— START OF Entries supplied —

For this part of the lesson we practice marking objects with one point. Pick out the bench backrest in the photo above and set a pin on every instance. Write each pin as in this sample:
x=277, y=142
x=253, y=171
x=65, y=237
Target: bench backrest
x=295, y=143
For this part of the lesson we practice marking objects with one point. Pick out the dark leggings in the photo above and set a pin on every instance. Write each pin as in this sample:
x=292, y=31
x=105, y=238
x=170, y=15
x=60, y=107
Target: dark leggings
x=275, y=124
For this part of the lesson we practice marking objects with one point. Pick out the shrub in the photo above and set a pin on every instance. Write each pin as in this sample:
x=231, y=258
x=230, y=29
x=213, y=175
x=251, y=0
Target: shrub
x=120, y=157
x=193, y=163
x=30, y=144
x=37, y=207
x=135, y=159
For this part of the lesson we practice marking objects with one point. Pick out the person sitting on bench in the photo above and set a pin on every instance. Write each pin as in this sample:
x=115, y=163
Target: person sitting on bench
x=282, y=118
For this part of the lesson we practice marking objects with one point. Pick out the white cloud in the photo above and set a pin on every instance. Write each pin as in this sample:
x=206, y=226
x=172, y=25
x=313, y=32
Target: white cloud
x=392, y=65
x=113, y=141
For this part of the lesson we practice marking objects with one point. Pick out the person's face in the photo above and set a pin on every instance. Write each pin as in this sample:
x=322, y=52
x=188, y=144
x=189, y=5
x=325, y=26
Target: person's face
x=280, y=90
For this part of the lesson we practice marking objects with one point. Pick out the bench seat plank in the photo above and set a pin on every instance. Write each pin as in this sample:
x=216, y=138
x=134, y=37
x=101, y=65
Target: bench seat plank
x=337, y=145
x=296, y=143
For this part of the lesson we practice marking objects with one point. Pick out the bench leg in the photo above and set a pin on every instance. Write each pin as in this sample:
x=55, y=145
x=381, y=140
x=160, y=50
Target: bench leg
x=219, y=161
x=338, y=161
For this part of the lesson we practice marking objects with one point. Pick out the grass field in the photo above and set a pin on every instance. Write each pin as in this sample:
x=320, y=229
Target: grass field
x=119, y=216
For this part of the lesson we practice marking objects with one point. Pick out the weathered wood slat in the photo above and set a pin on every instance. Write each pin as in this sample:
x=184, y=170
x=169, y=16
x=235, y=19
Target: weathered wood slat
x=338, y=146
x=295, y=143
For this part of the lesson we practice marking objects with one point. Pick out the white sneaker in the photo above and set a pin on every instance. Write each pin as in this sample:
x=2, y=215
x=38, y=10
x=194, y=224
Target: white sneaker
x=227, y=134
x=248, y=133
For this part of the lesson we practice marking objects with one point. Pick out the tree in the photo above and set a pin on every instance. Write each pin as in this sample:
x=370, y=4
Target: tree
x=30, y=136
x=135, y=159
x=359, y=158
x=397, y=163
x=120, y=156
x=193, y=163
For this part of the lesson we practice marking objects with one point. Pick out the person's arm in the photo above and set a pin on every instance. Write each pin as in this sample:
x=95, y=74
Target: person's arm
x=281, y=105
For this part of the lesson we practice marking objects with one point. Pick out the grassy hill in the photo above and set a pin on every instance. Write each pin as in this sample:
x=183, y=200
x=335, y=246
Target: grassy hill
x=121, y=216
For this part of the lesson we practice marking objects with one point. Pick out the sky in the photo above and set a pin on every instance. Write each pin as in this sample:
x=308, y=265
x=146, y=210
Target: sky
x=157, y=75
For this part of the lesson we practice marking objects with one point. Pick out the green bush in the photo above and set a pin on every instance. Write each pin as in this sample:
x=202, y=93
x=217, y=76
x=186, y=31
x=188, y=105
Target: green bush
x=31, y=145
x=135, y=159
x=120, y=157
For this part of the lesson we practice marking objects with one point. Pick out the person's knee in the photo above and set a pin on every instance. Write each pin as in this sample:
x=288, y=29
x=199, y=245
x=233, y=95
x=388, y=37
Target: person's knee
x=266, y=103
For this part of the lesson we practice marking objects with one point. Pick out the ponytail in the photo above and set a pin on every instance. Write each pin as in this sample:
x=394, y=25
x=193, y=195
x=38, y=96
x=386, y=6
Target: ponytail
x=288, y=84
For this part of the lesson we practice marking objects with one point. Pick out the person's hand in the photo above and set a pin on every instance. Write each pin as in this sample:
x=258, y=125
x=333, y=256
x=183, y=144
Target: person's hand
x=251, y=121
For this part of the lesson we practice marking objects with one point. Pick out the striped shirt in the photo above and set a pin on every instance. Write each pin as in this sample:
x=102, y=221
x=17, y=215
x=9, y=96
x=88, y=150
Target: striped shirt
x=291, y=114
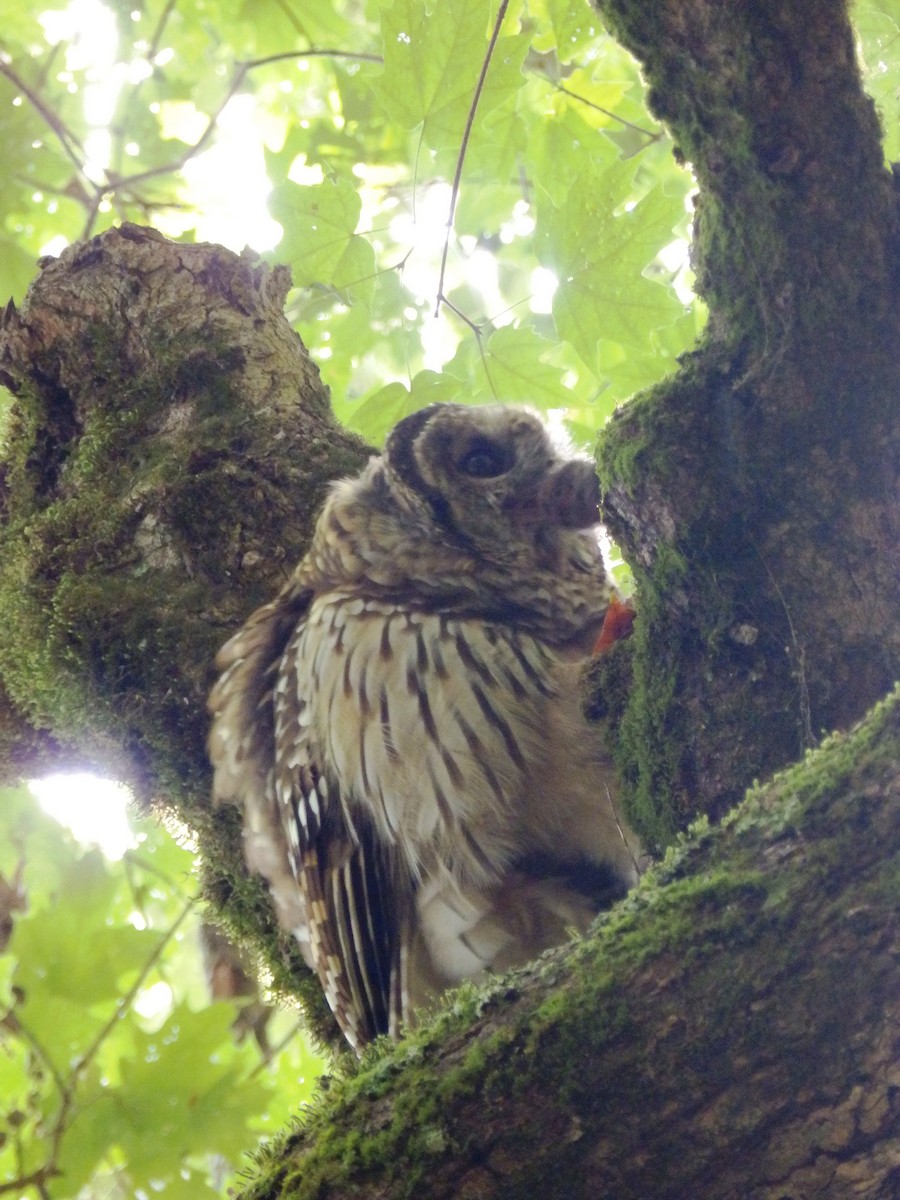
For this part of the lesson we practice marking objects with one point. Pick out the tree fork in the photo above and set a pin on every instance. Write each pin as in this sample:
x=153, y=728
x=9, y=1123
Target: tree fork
x=755, y=492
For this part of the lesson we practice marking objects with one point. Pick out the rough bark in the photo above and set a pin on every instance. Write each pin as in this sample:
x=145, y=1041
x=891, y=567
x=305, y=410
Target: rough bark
x=731, y=1033
x=757, y=492
x=726, y=1033
x=168, y=450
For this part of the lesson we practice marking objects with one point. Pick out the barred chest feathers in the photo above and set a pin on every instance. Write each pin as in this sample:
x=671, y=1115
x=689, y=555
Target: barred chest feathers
x=403, y=726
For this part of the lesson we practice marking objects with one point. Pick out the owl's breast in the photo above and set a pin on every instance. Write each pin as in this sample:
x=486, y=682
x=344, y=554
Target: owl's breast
x=435, y=726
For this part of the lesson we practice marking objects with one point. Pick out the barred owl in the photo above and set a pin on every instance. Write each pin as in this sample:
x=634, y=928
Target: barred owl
x=402, y=725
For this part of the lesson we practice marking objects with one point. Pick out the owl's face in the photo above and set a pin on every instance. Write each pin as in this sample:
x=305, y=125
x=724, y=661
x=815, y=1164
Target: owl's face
x=492, y=478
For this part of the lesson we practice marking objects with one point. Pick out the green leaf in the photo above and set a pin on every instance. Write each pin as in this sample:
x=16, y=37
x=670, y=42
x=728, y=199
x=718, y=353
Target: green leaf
x=433, y=54
x=321, y=240
x=519, y=371
x=600, y=240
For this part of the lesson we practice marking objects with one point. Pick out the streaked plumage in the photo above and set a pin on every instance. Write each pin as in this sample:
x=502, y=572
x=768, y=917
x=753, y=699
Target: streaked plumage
x=402, y=726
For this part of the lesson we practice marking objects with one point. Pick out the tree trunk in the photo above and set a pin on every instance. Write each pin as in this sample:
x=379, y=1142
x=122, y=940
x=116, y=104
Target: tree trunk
x=729, y=1033
x=756, y=493
x=726, y=1032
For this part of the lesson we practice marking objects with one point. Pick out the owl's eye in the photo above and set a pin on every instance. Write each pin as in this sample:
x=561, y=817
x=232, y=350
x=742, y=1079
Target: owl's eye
x=485, y=460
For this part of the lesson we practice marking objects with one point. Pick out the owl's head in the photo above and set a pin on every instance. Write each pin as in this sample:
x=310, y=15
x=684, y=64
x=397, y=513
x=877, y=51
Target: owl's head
x=491, y=478
x=471, y=510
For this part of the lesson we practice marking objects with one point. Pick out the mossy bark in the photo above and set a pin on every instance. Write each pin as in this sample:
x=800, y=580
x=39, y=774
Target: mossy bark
x=725, y=1033
x=167, y=454
x=756, y=491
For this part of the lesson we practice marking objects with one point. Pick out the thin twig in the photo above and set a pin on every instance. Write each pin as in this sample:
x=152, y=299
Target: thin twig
x=613, y=117
x=463, y=147
x=67, y=139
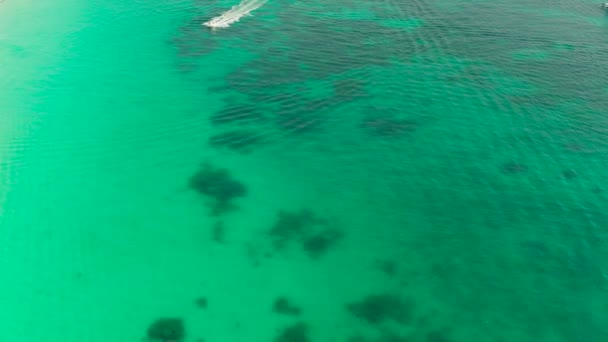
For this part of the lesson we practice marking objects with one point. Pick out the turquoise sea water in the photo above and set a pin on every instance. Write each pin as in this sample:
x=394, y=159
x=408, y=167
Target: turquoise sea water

— END OF Entries supplied —

:: Work to be completed ::
Please edit all the items above by replacing "set a pin" with "place a point" and changing nothing else. Leave the pictures out of your answer.

:: Output ::
For this part of the lesson we practice marking objects with one point. Pick out the bench backrest in the photo above and place a point on every instance. Write each pin as in this sample:
x=277, y=142
x=253, y=171
x=65, y=237
Target: bench backrest
x=295, y=143
For this part of the lesson we practice marking objects with one point. Pick out the dark leggings in the photo above and place a point on every instance. Write each pin as in this sample:
x=292, y=31
x=105, y=238
x=170, y=15
x=60, y=107
Target: dark leggings
x=275, y=124
For this part of the lesson we practice marking objects with one point. Pick out the shrub in the photo above and place a point on every instance. Write each pin as in this sample:
x=231, y=258
x=230, y=29
x=213, y=175
x=251, y=0
Target: shrub
x=120, y=157
x=193, y=163
x=30, y=144
x=37, y=207
x=135, y=159
For this part of the lesson we practice marking objects with one point. Pick out the person sitting on bench in the photo above and place a point on every instance. Write each pin as in this sample:
x=115, y=163
Target: person sitting on bench
x=282, y=118
For this part of the lesson we practice marking objects with one point. Pick out the white cloud in the photo above and place a point on every instance. Write each pin as in this sample:
x=206, y=226
x=172, y=25
x=313, y=32
Target: white cloud
x=392, y=65
x=113, y=141
For this part of the lesson we practice marking objects with one point. Pick out the person's face in the photo above and place a point on every instance. Write each pin as in this sample:
x=322, y=52
x=188, y=144
x=189, y=5
x=325, y=26
Target: person's face
x=280, y=90
For this part of the lesson we practice marking objects with one point. Pick out the bench seat plank in the photo above and place a point on every instance. Write each pin as in this sample:
x=216, y=138
x=134, y=37
x=101, y=65
Target: bench seat plank
x=337, y=145
x=296, y=143
For this part of the lesson we practice marking objects with one point. Pick out the bench leg in the photo above and place a point on every instance. Write each pin as in this sample:
x=55, y=145
x=381, y=140
x=160, y=50
Target: bench leg
x=219, y=161
x=338, y=161
For this part of the lesson we practice marking objects with one point. Pick out the grass field in the photo above and place a point on every instance. Write each pin as in this sample:
x=320, y=229
Target: grass field
x=119, y=216
For this part of the lesson we practice marking objects with one point. Pick out the weathered wood slat in the photo above and place a point on every instance. Write each pin as in this sample:
x=184, y=170
x=169, y=16
x=235, y=19
Target: weathered wood slat
x=338, y=146
x=295, y=143
For this part of the lesson we practice marking objects with one point. Pick out the white sneaker in the photo above and place a point on every instance. Write each pin as in this sample:
x=2, y=215
x=38, y=10
x=194, y=224
Target: white sneaker
x=227, y=134
x=248, y=133
For this part of the lesson we practice marking objects with one point. Pick out the tree in the photo above and place a point on every instance. Write each pin as in this sample:
x=370, y=4
Target: tree
x=30, y=136
x=135, y=159
x=359, y=158
x=397, y=163
x=120, y=156
x=193, y=163
For this part of the lesson we practice marking objects with one point. Pick out the person's arm in the photo above and place a point on every instance. Write each pin as in this sample:
x=95, y=74
Target: person's arm
x=281, y=105
For this part of the lesson we practice marking objects with one point. Pick out the grassy hill in the photo above and place a point on every instance. Write each pin as in this sample:
x=183, y=200
x=335, y=246
Target: grassy hill
x=121, y=216
For this part of the lesson we practice marking objects with one point. Pick out the sky in the photo above and place a point on every instance. Write each pin as in this sample:
x=308, y=265
x=146, y=210
Target: sky
x=157, y=75
For this part of the lesson we practice marking objects with one point. Pick out the green bush in the photo above and place a point on every instance. Write each pin as in this sample:
x=202, y=93
x=217, y=76
x=186, y=31
x=188, y=105
Target: green bush
x=31, y=145
x=135, y=159
x=120, y=157
For this part of the lesson we practice marking objects with one point. Pick out the person's knee in the photo above and place a point on every instance. Write each pin as in this sample:
x=288, y=29
x=199, y=245
x=233, y=95
x=388, y=37
Target: person's knee
x=266, y=103
For this part of the lesson we practice marking objects with one point. Pick out the ponytail in the photo above and place a point on every instance. Write each pin as in this sample:
x=394, y=25
x=193, y=195
x=38, y=96
x=386, y=6
Target: ponytail
x=288, y=84
For this part of the lesson we practice marking objects with one point. Pick out the person's hand in the photo above and place a point on every instance. Write each pin as in this sample:
x=258, y=125
x=333, y=256
x=183, y=144
Target: person's hand
x=251, y=121
For this part of the lesson we practice marking objects with one point. Pick out the striped shirt in the photo above and place a point on every instance. Write each pin as in this sample:
x=102, y=221
x=17, y=215
x=9, y=96
x=88, y=150
Target: striped shirt
x=291, y=114
For this part of the lesson we practice marking objects with one point. Pick out the tree fork in the photo above and place a point on every instance. Write each pin as in this sample:
x=153, y=728
x=9, y=1123
Target: tree fork
x=755, y=492
For this part of the lesson we practice marking objects with one point. Pick out the rough bark in the photo above and place a point on every instance. Write each pin as in this sample:
x=145, y=1041
x=891, y=567
x=305, y=410
Target: rough bark
x=731, y=1033
x=757, y=492
x=726, y=1033
x=168, y=450
For this part of the lesson we practice marking objects with one point. Pick out the barred chest feathers in the photo above and place a point on every instance. Write each pin as in this sample:
x=671, y=1115
x=689, y=555
Target: barred chest feathers
x=403, y=726
For this part of the lesson we practice marking objects with one point. Pick out the owl's breast in the photo above and place a point on every instance. Write each pin as in this sample:
x=486, y=682
x=344, y=554
Target: owl's breast
x=435, y=726
For this part of the lesson we practice marking objects with one point. Pick out the barred owl in the photo above and place a point on every instance. Write each pin as in this sample:
x=634, y=928
Target: barred owl
x=402, y=725
For this part of the lesson we practice marking objects with one point. Pick out the owl's face in the photo above and place a point on every instance. Write each pin as in this sample:
x=305, y=125
x=724, y=661
x=815, y=1164
Target: owl's face
x=492, y=478
For this part of the lesson we practice marking objects with one point. Pick out the green leaf in the photo above and place a point on every instance. Write each pin as in this sample:
x=16, y=37
x=670, y=42
x=728, y=199
x=718, y=353
Target: green leaf
x=433, y=54
x=321, y=240
x=519, y=371
x=600, y=240
For this part of the lesson we practice marking objects with one point. Pick out the streaked plumage in the photo above and place a point on every instance. Write each pin as in this sample:
x=502, y=572
x=768, y=917
x=753, y=699
Target: streaked plumage
x=402, y=726
For this part of the lesson we practice marking objects with one point. Pick out the tree trunk in the photo above and place a point on every instance. Write each pin as in this sample:
x=379, y=1142
x=122, y=940
x=116, y=104
Target: tree trunk
x=729, y=1033
x=756, y=493
x=726, y=1032
For this part of the lesson we practice marking objects with one point. Pick out the owl's eye in the photo above and place a point on every instance. Write each pin as in this sample:
x=561, y=817
x=232, y=350
x=742, y=1079
Target: owl's eye
x=485, y=460
For this part of the lesson we practice marking objects with one point. Pick out the owl's head in the photo above and place a point on every instance. Write each pin as in this sample:
x=310, y=15
x=684, y=64
x=397, y=513
x=877, y=51
Target: owl's head
x=491, y=478
x=471, y=510
For this part of the lesson we practice marking objects with one point. Pick out the mossy bark in the photo above and place a point on every instance. Write each pin as in this sample:
x=800, y=580
x=39, y=774
Target: mossy bark
x=725, y=1033
x=167, y=454
x=756, y=491
For this part of the lesson we practice marking objects with one point. Pick out the thin twig in the photo above and place a point on every instance. Write each pin as in this sample:
x=152, y=299
Target: thin twig
x=613, y=117
x=463, y=147
x=67, y=139
For this part of the lesson we practice marking objects with one point. Pick out the turquoise sea water in the photo above and place a point on every instance. Write each pin as in this sample:
x=394, y=159
x=408, y=167
Target: turquoise sea water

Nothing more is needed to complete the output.